### TEXTO DE ESTUDIO

“LA SONRISA ETRUSCA ”, de José Luis
Sampedro
Acaba de fallecer José Luis
Sanpedro. Era una de mis personas preferidas. Digo personas, aunque tal vez alguien esperara que dijera autores. Y es que, como se verá
enseguida, lo admiraba como escritor, pero no más que por ser un hombre
machadianamente bueno. Su compromiso con la sociedad corría parejo con su
dedicación a la literatura. Los 96 años que le dieron no le impedían asistir a
asambleas del 15 M ,
y cantar las cuarenta a ese poder que se apresurará ahora a llorar por él copioso
llanto de cocodrilo.
Cuentan los periódicos que tuvo una muerte dulce. Que le pidió a su
mujer que le preparase un granizado de Campari y, después de beberlo, le dijo,
mirándola:
–Ahora empiezo a sentirme mejor. Muchas
gracias a todos.
Entonces se durmió y ya no despertó. .A veces, la muerte es bondadosa
con los mejores.

######

TU TURNO>
Devuelve, copiado literalmente, el pasaje del texto sobre José Luis Sampedro que empieza con «Cuentan los periódicos» y continúa hasta «con los mejores.».

### DATOS MOSTRADOS

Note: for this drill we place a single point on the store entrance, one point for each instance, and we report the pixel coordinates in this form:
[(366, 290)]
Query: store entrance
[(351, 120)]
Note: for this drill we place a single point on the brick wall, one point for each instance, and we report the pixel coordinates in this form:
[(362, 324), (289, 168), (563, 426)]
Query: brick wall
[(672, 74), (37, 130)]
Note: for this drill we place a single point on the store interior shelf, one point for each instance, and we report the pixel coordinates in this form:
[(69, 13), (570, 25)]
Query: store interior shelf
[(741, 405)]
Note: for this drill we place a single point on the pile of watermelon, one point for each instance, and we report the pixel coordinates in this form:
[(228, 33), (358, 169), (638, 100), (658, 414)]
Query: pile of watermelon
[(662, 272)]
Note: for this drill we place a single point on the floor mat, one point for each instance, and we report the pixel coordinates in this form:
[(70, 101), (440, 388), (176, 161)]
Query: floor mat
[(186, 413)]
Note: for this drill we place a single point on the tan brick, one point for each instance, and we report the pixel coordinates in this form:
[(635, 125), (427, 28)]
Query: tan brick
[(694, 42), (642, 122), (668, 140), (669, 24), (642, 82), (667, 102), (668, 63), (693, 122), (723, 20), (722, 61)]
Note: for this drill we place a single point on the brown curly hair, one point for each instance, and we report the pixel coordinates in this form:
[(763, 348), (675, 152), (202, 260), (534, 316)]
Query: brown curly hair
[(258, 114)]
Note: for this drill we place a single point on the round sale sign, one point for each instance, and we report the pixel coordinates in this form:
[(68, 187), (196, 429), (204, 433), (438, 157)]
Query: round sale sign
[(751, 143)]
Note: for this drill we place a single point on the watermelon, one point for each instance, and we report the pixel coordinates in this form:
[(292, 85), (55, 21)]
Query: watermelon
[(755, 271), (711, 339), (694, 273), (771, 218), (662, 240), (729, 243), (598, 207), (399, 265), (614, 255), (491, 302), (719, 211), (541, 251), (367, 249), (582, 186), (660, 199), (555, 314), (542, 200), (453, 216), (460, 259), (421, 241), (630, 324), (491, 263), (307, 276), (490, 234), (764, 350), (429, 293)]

######

RESULTADO>
Cuentan los periódicos que tuvo una muerte dulce. Que le pidió a su
mujer que le preparase un granizado de Campari y, después de beberlo, le dijo,
mirándola:
–Ahora empiezo a sentirme mejor. Muchas
gracias a todos.
Entonces se durmió y ya no despertó. .A veces, la muerte es bondadosa
con los mejores.